- [Goal] Find every line in the records below that contains the word "mark", and copy each of those lines in full.

- [Listing]
:::::

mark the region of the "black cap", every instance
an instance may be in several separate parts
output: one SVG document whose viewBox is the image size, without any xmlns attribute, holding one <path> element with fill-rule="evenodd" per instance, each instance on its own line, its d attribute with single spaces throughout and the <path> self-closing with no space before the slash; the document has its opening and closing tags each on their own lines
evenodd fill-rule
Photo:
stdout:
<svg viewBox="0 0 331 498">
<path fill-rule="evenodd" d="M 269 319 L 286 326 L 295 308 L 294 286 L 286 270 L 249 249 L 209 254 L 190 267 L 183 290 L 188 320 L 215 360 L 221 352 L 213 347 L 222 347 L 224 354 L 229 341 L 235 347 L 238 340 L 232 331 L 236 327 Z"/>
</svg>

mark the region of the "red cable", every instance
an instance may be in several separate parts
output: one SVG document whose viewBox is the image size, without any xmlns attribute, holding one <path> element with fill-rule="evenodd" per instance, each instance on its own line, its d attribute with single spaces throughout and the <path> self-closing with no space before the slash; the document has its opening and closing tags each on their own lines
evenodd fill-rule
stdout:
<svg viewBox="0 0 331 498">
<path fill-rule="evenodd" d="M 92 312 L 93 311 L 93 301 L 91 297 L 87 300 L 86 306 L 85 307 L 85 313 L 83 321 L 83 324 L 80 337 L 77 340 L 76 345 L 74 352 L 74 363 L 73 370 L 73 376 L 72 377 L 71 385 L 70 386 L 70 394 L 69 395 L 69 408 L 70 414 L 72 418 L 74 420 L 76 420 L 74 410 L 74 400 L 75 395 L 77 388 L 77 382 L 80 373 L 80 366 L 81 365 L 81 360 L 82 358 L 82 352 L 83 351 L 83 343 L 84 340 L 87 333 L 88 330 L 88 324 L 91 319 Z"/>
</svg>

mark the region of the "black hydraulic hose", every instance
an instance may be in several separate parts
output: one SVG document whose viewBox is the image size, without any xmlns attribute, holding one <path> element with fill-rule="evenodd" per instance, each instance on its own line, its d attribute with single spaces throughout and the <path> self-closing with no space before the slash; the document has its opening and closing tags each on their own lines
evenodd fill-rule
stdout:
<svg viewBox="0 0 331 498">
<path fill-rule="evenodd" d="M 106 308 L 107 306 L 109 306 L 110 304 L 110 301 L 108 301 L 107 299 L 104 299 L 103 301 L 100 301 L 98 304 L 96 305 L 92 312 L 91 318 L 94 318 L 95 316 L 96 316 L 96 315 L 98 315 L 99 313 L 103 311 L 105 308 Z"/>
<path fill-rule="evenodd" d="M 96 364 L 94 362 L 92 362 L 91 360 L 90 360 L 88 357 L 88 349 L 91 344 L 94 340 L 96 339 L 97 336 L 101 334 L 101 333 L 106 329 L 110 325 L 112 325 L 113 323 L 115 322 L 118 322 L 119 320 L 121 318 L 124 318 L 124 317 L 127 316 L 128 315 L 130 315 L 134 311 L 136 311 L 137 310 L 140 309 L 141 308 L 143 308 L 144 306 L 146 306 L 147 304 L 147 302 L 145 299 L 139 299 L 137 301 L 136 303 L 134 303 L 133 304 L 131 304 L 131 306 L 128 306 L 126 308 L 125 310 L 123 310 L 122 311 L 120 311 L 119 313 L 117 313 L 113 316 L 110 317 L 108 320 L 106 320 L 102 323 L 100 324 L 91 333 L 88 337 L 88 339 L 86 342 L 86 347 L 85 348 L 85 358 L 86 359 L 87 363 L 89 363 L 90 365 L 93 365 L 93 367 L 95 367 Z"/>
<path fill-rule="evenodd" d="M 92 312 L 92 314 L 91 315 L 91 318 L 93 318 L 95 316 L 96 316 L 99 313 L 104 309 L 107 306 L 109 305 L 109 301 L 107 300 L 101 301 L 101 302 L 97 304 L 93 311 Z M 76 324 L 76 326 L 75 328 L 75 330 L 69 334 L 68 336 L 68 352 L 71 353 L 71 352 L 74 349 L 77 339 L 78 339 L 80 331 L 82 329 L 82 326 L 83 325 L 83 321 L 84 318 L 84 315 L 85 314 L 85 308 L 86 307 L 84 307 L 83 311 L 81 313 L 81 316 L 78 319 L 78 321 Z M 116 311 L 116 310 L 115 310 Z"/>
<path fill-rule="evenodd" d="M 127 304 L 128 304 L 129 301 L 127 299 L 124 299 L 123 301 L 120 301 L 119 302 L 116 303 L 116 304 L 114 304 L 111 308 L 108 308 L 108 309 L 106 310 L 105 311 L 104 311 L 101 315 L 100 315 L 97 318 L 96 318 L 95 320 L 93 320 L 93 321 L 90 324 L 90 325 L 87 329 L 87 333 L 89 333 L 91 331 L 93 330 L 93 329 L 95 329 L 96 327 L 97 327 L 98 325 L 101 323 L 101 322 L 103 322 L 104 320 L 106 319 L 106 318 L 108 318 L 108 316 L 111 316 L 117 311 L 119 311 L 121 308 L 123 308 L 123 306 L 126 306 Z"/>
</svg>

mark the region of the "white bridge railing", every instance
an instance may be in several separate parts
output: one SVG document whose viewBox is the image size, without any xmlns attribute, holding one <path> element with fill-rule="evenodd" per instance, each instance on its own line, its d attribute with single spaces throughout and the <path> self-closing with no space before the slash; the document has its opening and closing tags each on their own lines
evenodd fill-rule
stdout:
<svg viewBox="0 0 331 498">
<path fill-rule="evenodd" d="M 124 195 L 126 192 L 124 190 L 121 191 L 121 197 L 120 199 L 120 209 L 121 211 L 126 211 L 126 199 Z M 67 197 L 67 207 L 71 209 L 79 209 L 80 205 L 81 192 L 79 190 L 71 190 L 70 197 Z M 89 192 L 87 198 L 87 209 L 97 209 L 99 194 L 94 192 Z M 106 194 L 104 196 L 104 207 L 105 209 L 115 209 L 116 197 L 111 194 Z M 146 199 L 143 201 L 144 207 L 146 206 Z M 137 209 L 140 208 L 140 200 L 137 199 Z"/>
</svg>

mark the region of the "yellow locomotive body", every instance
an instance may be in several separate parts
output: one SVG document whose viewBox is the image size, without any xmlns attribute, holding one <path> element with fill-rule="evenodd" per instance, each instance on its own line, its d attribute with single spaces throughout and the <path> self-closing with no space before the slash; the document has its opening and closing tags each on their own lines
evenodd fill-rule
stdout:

:::::

- [Response to this exercise]
mark the region of the "black cap", every instance
mark the region of the "red cable", every instance
mark the region of the "black hydraulic hose", every instance
mark the region of the "white bridge railing", every instance
mark the region of the "yellow locomotive body", every instance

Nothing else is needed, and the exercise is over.